═════ Records ═════
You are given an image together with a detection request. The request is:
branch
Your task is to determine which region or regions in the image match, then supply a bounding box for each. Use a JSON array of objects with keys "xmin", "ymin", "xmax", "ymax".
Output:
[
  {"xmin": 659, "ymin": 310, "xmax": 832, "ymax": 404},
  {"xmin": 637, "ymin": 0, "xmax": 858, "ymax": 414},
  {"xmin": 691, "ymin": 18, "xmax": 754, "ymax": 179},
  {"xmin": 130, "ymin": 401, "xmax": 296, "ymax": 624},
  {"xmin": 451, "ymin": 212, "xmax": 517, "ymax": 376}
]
═════
Written problem: Lay out each line of the items above as a numbered list, omitting any blank lines.

Answer to this problem:
1. You are given an image together with a detection request. The request is:
2. branch
3. Your task is to determine which region or regions in the image match, then supply a bounding box for each. Use a JSON array of objects with keys "xmin", "ymin", "xmax", "ymax".
4. Output:
5. [
6.   {"xmin": 659, "ymin": 310, "xmax": 832, "ymax": 404},
7.   {"xmin": 637, "ymin": 0, "xmax": 858, "ymax": 414},
8.   {"xmin": 691, "ymin": 18, "xmax": 754, "ymax": 179},
9.   {"xmin": 130, "ymin": 401, "xmax": 296, "ymax": 624},
10.   {"xmin": 451, "ymin": 212, "xmax": 517, "ymax": 376}
11. ]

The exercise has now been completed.